ÉNONCÉ A:
D'après le texte à lire, quelle somme le ministère de la Culture a-t-il débloquée pour clore le conflit fin décembre ?

━━━━━ TEXTE À LIRE

L'ingouvernable pétaudière de l'Opéra de Paris

Vie des entreprise | ANALYSE | publié le : 01.03.2001 | Anne Fairise

L'Opéra national de Paris, qui réunit Garnier et le paquebot Bastille, est une sacrée poudrière. Quelque 70 métiers, un méli-mélo de statuts, de contrats et d'horaires de travail, des syndicats surpuissants, des centres de décision multiples… Hugues Gall a bien du mal à reprendre en main ce joli foutoir. Dans ce climat explosif, les 35 heures ont servi de détonateur.

Une trentaine de soirées lyriques et de ballets annulés au palais Garnier et à l'Opéra Bastille, des centaines de mélomanes mécontents renvoyés dans leur foyer… l'Opéra national de Paris se serait bien passé d'une telle contre-publicité ! Après des mois de relative accalmie, les deux grèves conduites entre octobre et décembre dernier par l'intersyndicale CGT-FO-FSU et SUD ont fait ressurgir le spectre des années noires de l'Opéra. « La direction a même envisagé de le fermer au public. La grève empêchait la tenue des répétitions des spectacles à venir. La programmation jusqu'en mars 2001 était menacée », raconte un musicien.

Il aura fallu que le ministère de la Culture débloque précipitamment 25 millions de francs pour clore, fin décembre, un conflit qui virait au scénario-catastrophe. Une sacrée ardoise, si l'on ajoute à cette rallonge budgétaire le coût total des grèves en 2000, soit quelque 20 millions de francs ! Et un coup dur pour Hugues Gall, appelé aux manettes en 1995 pour remettre sur les rails le fleuron de nos théâtres nationaux. Nommé par la droite et reconduit par la gauche, celui-ci avait jusqu'alors effectué un parcours quasiment sans faute. En cinq ans, la crédibilité artistique de l'Opéra a été restaurée, sa situation financière assainie et son public élargi au-delà du petit cercle des initiés.

━━━━━━━━━━
━━━━━ EXTRAITS DE DONNÉES

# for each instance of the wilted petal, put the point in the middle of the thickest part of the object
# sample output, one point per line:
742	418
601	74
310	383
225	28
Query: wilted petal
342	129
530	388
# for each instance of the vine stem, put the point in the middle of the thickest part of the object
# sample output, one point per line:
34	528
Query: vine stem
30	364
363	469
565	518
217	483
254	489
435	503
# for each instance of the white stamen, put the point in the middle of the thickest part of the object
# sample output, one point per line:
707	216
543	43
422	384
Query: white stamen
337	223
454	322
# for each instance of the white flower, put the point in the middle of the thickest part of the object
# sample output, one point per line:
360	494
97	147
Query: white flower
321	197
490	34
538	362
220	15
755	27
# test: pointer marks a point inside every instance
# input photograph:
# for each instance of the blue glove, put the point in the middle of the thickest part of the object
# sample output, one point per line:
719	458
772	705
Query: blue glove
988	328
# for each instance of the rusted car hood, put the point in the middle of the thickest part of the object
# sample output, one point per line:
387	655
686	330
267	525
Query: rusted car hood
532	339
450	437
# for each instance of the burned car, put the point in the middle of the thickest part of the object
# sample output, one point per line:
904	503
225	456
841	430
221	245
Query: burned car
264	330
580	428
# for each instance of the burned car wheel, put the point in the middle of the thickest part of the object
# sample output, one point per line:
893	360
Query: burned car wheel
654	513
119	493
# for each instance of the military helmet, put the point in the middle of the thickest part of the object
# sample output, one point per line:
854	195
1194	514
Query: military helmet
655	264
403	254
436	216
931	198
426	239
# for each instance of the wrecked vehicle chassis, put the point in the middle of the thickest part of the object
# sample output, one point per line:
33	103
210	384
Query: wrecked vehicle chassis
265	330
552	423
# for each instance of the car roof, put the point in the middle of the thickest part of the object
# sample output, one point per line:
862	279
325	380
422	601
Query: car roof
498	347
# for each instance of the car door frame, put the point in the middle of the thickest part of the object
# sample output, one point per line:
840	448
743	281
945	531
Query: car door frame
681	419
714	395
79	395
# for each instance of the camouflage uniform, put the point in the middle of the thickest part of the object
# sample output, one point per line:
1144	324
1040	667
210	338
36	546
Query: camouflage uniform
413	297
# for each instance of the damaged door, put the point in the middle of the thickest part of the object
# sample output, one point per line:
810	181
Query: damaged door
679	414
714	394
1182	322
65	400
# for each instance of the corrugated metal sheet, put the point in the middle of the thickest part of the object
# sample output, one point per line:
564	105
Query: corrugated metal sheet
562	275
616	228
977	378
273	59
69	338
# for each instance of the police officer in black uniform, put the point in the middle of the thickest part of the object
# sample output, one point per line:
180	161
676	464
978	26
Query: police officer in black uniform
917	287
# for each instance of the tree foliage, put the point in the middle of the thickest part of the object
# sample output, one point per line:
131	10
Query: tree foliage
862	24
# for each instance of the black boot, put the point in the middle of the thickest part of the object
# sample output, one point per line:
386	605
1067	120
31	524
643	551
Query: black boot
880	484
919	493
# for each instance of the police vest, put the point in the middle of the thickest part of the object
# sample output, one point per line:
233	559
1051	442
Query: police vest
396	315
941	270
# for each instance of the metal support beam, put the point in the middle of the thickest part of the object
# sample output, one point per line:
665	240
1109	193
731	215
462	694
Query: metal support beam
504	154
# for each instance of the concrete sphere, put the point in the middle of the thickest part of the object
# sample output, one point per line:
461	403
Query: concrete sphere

━━━━━━━━━━

ÉNONCÉ B:
Dans les lignes des données, de celle qui contient « # for each instance of the concrete » jusqu'à la dernière incluse, renommez « sphere » en « ball » et recopiez ces lignes sans autre modification.

CORRIGÉ A:
25 millions de francs.

CORRIGÉ B:
# for each instance of the concrete ball, put the point in the middle of the thickest part of the object
# sample output, one point per line:
461	403
Query: concrete ball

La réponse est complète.